§ Task statement:
Collect every line in the records below that contains the word "dark", and copy each such line in full.
begin Records to process
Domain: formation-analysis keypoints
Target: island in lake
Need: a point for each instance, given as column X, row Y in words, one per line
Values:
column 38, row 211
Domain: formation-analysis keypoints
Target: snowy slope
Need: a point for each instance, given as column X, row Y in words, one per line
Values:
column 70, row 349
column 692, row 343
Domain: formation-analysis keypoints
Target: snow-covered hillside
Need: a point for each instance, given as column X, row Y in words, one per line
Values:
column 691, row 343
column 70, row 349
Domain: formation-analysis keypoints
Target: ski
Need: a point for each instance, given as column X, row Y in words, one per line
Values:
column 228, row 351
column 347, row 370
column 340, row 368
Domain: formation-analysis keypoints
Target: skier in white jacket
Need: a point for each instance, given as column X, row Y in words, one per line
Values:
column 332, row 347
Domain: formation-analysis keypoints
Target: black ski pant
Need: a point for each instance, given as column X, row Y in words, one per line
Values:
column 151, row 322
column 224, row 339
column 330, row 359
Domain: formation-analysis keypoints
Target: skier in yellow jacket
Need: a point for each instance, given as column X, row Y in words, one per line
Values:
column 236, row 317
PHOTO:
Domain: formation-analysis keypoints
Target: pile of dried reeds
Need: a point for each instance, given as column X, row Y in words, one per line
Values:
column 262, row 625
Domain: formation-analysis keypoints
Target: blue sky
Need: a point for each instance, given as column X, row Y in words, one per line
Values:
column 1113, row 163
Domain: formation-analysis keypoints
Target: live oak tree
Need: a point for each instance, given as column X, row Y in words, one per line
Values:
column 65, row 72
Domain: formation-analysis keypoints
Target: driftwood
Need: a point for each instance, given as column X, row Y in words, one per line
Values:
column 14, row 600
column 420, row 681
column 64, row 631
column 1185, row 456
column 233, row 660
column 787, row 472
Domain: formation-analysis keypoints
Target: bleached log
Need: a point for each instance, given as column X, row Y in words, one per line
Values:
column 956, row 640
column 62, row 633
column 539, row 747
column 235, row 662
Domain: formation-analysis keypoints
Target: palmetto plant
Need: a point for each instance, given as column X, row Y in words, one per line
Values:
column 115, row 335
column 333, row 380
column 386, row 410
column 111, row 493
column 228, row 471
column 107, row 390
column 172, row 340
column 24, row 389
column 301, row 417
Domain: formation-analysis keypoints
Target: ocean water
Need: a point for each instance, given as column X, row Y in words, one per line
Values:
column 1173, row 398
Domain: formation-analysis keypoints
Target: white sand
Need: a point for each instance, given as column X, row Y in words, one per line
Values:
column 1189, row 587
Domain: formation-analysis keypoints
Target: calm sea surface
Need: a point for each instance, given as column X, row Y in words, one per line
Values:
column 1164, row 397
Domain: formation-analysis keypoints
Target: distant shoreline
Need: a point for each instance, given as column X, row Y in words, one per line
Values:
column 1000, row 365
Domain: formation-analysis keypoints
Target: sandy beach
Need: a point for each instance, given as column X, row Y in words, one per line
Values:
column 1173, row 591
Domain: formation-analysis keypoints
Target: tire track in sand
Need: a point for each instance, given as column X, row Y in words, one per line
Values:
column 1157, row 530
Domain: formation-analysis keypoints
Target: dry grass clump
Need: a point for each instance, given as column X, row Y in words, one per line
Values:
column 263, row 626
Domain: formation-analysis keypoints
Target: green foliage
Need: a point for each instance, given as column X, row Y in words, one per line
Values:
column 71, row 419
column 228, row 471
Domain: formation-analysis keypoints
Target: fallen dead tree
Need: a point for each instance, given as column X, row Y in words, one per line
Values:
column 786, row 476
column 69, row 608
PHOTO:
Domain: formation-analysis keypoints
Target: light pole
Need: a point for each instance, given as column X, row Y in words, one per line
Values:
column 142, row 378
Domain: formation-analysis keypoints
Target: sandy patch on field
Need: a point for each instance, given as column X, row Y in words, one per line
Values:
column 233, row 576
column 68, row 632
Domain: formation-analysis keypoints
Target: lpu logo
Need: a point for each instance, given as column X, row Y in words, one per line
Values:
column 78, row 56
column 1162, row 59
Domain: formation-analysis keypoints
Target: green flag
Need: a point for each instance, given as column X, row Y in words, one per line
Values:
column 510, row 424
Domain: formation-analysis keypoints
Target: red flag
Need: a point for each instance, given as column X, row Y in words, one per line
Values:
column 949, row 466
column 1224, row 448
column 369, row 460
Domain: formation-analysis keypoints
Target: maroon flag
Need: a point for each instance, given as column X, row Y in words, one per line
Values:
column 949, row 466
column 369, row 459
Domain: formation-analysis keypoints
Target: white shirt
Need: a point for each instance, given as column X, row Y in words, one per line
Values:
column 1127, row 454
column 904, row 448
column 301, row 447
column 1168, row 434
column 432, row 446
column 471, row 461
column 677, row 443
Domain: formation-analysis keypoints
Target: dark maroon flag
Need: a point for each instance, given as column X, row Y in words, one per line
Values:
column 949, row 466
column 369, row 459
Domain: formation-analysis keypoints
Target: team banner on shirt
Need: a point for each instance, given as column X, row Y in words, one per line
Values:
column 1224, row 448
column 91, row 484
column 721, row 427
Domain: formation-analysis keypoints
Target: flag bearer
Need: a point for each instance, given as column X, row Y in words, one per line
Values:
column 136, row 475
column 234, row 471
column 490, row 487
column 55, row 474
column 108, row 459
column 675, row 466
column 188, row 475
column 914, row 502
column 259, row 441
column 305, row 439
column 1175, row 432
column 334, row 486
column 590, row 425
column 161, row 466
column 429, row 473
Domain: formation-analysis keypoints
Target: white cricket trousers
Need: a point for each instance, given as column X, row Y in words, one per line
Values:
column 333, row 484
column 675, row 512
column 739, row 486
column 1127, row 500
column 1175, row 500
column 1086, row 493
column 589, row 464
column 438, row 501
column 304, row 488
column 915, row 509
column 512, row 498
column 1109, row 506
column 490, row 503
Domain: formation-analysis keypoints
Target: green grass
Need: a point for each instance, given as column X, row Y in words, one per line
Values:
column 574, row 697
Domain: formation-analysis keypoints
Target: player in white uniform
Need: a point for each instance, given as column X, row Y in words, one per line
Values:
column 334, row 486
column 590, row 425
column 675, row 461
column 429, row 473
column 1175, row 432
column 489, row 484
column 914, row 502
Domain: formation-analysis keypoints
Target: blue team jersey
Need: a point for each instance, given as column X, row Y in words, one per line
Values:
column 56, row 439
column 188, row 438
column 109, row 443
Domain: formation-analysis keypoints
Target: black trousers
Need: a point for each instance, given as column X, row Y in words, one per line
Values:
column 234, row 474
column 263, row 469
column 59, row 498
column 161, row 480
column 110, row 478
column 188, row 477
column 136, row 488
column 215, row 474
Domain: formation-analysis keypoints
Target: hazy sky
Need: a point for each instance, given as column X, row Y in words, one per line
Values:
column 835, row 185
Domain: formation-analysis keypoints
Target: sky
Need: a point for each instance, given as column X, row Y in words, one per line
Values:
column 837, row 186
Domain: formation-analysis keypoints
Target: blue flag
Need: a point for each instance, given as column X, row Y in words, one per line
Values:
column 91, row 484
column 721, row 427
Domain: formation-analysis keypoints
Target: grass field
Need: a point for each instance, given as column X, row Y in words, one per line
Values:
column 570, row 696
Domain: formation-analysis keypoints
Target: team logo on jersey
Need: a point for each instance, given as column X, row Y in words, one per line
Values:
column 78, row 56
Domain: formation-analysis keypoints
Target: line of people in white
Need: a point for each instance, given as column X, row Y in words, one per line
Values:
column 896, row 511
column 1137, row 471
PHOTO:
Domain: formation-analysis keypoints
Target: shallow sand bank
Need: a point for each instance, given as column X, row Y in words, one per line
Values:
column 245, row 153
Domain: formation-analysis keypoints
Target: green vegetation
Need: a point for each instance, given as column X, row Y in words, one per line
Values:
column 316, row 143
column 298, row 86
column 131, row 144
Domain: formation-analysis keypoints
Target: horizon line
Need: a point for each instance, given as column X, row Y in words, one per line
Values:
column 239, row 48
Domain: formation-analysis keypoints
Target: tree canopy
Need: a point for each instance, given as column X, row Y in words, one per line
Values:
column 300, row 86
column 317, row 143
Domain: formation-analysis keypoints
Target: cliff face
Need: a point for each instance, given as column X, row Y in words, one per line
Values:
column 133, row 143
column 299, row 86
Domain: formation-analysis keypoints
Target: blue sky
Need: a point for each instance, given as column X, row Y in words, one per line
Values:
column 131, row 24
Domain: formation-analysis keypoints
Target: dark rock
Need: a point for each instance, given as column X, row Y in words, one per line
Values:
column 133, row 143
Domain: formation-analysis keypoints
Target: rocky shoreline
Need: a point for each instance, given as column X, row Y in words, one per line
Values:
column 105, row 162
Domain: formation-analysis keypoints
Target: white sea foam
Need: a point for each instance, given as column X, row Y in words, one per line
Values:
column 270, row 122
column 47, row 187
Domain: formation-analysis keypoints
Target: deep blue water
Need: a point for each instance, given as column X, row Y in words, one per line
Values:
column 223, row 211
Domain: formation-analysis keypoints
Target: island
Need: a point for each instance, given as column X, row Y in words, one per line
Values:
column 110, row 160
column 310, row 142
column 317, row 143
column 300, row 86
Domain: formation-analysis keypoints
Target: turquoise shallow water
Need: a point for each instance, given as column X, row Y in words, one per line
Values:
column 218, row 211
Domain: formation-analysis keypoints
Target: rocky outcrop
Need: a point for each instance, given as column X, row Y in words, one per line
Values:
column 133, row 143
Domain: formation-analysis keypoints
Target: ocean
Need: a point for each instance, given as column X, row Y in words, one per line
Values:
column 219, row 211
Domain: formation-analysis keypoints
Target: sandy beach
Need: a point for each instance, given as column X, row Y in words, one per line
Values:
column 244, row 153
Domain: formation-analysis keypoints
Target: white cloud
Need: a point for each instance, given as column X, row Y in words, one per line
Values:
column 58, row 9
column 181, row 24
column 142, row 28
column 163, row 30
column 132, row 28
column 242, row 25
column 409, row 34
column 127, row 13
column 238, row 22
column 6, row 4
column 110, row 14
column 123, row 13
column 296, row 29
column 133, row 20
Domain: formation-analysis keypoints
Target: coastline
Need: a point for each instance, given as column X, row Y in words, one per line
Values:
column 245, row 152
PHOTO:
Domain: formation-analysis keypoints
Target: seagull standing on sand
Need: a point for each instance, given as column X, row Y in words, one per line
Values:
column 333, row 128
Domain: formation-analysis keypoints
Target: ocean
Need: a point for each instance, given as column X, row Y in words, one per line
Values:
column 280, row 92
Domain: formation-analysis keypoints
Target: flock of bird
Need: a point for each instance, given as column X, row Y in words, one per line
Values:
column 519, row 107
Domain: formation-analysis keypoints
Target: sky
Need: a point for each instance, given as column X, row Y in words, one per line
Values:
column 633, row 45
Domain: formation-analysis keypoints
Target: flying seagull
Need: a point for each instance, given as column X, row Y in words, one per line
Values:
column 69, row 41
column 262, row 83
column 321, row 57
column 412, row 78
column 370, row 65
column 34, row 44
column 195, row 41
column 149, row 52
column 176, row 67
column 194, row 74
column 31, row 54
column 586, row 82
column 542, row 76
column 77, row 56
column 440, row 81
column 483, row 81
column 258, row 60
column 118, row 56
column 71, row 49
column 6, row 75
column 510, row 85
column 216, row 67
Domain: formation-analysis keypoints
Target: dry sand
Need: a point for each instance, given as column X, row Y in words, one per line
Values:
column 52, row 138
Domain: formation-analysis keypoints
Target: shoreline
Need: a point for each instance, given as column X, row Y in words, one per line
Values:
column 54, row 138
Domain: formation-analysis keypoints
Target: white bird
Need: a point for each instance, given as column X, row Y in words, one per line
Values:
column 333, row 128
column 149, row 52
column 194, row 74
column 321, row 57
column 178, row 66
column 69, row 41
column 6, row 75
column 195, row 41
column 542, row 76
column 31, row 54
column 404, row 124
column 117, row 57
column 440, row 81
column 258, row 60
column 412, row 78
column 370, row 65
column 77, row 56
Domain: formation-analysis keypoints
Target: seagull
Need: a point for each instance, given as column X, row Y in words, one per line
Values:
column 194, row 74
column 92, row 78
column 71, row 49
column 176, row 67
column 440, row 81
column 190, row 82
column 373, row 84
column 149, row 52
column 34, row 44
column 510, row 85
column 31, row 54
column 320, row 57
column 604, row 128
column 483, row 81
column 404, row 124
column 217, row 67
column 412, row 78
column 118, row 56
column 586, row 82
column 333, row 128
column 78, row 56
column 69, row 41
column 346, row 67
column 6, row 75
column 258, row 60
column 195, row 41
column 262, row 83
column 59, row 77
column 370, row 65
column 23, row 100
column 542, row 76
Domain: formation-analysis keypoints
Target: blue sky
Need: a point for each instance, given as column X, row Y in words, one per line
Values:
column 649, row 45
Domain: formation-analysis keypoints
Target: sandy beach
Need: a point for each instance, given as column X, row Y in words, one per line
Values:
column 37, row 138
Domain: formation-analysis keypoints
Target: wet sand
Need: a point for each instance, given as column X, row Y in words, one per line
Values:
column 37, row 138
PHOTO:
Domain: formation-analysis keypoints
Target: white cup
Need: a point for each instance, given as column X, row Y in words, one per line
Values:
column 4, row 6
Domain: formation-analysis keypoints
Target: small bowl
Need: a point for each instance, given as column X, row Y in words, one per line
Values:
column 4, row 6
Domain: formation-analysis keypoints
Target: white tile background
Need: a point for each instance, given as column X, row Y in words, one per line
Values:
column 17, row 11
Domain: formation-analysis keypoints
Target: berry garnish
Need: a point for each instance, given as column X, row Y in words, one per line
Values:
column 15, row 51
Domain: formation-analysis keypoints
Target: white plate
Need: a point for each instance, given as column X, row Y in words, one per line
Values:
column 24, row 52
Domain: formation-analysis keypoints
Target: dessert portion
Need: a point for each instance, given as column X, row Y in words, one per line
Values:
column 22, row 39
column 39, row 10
end Records to process
§ Complete output:
Target: dark maroon flag
Target: dark rock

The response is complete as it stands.